+++ Recorded information +++

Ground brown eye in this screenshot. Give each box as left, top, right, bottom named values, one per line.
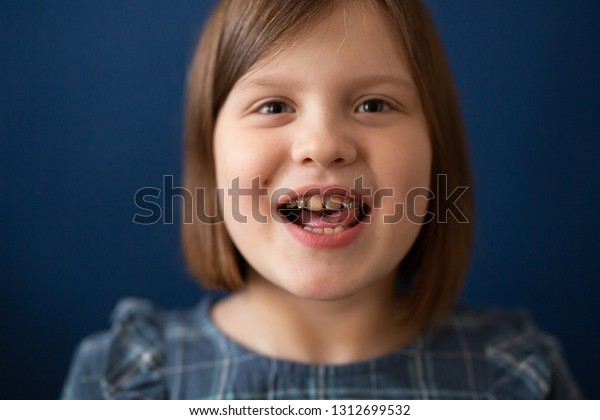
left=258, top=102, right=293, bottom=114
left=356, top=100, right=389, bottom=113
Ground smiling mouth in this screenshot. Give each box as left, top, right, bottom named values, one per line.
left=278, top=194, right=370, bottom=234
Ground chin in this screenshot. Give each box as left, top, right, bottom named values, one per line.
left=279, top=275, right=372, bottom=302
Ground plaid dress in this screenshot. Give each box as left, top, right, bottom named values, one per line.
left=62, top=296, right=581, bottom=399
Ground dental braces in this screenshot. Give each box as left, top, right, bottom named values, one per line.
left=284, top=199, right=359, bottom=211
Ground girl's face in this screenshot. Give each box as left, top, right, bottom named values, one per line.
left=214, top=3, right=431, bottom=301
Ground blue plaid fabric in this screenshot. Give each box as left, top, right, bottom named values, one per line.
left=62, top=296, right=581, bottom=399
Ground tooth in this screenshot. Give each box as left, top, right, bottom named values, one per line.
left=303, top=226, right=325, bottom=234
left=284, top=202, right=295, bottom=209
left=325, top=196, right=344, bottom=210
left=341, top=197, right=353, bottom=209
left=324, top=228, right=335, bottom=235
left=306, top=196, right=324, bottom=211
left=334, top=226, right=345, bottom=233
left=343, top=200, right=362, bottom=209
left=297, top=199, right=305, bottom=209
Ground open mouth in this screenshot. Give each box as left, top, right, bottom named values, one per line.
left=277, top=194, right=370, bottom=235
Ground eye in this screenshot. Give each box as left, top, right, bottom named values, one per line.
left=257, top=101, right=294, bottom=114
left=355, top=99, right=391, bottom=113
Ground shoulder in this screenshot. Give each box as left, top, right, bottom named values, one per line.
left=62, top=296, right=217, bottom=400
left=61, top=330, right=112, bottom=399
left=432, top=306, right=581, bottom=399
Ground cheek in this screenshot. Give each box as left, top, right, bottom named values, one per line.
left=377, top=133, right=431, bottom=185
left=373, top=131, right=432, bottom=222
left=214, top=123, right=283, bottom=188
left=214, top=129, right=282, bottom=224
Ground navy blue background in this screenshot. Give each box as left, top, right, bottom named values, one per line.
left=2, top=1, right=598, bottom=399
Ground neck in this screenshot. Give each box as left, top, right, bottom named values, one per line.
left=212, top=269, right=416, bottom=364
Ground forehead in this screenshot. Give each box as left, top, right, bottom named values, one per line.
left=234, top=1, right=415, bottom=90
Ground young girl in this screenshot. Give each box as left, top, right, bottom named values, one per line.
left=63, top=0, right=580, bottom=399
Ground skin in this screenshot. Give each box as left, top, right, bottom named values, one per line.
left=211, top=2, right=432, bottom=364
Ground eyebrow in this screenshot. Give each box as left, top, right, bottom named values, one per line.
left=345, top=74, right=416, bottom=92
left=236, top=74, right=416, bottom=92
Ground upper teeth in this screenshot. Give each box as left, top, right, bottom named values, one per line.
left=285, top=195, right=359, bottom=211
left=307, top=196, right=324, bottom=211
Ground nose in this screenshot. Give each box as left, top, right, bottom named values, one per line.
left=290, top=111, right=357, bottom=168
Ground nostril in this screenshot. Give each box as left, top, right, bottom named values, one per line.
left=292, top=134, right=357, bottom=168
left=301, top=157, right=345, bottom=167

+++

What is expected –
Omit every picture, then repeat the remaining data exactly as it appears above.

Written response –
Ground brown eye in this screenshot. Give each box as left, top, right, bottom named values, one per line.
left=258, top=102, right=293, bottom=114
left=356, top=100, right=389, bottom=113
Ground smiling mouth in this screenshot. Give each box as left, top, right, bottom named values, one per line.
left=278, top=194, right=370, bottom=234
Ground chin in this screenshot. Give each box as left, top, right, bottom named values, one per line.
left=279, top=275, right=372, bottom=302
Ground plaid dress in this screenshot. Give each box as left, top, right, bottom named values, one per line.
left=62, top=296, right=581, bottom=399
Ground dental braces in this screenshot. Give each box as left, top, right, bottom named values, one per line.
left=284, top=199, right=359, bottom=211
Ground girl's face in this screenshot. Give each box as left, top, right, bottom named values, one per line.
left=214, top=3, right=431, bottom=301
Ground blue plaid fabric in this screenshot. Give each box as left, top, right, bottom named values, one per line.
left=62, top=296, right=581, bottom=399
Ground tooth in this screenshot. Give each box as left, top, right, bottom named values, one per line.
left=303, top=226, right=325, bottom=234
left=284, top=202, right=295, bottom=209
left=325, top=196, right=344, bottom=210
left=341, top=197, right=353, bottom=209
left=324, top=228, right=335, bottom=235
left=306, top=196, right=324, bottom=211
left=334, top=226, right=345, bottom=233
left=343, top=200, right=362, bottom=209
left=297, top=199, right=305, bottom=209
Ground open mouth in this screenshot. Give each box as left, top, right, bottom named values, one per line.
left=277, top=194, right=370, bottom=235
Ground eye in this screenshot. Give each box as left, top, right, bottom named values, one per line.
left=257, top=101, right=294, bottom=114
left=355, top=99, right=391, bottom=113
Ground shoulder in this screenshot. Give each box as left, top, right, bottom named values, one per line.
left=62, top=296, right=217, bottom=400
left=61, top=330, right=112, bottom=399
left=432, top=306, right=581, bottom=399
Ground cheek in this screenshot. Give each box as left, top, right, bottom named values, one per line.
left=377, top=133, right=431, bottom=185
left=373, top=131, right=432, bottom=222
left=214, top=123, right=283, bottom=188
left=214, top=129, right=282, bottom=224
Ground navy blue background in this screenshot. Give each box as left, top, right, bottom named values, one per line.
left=2, top=1, right=598, bottom=399
Ground neck in this screenshot. Give each box as left, top, right, bottom named values, one per line.
left=212, top=269, right=416, bottom=364
Ground forehead in this screenshot. Give each box as left, top, right, bottom named values, one per line.
left=234, top=1, right=415, bottom=90
Ground young girl in this screenshot. Give each box as left, top, right, bottom named values, one per line.
left=63, top=0, right=580, bottom=399
Ground skin in this screenshot. Give each box as left, top, right, bottom named values, one per line.
left=211, top=2, right=432, bottom=364
Ground eyebrow in this screenshot. Give each box as left, top, right, bottom named values, one per line.
left=345, top=74, right=416, bottom=92
left=236, top=74, right=416, bottom=92
Ground upper teeth in this screenshot. Give each box as left, top, right, bottom named values, one per line.
left=285, top=195, right=359, bottom=211
left=307, top=196, right=324, bottom=211
Ground nose in this screenshot. Give each box as left, top, right, bottom named values, one per line.
left=290, top=111, right=357, bottom=168
Ground nostril in this screenshot. Give each box as left, top, right, bottom named values, one per line.
left=292, top=134, right=357, bottom=168
left=301, top=157, right=345, bottom=167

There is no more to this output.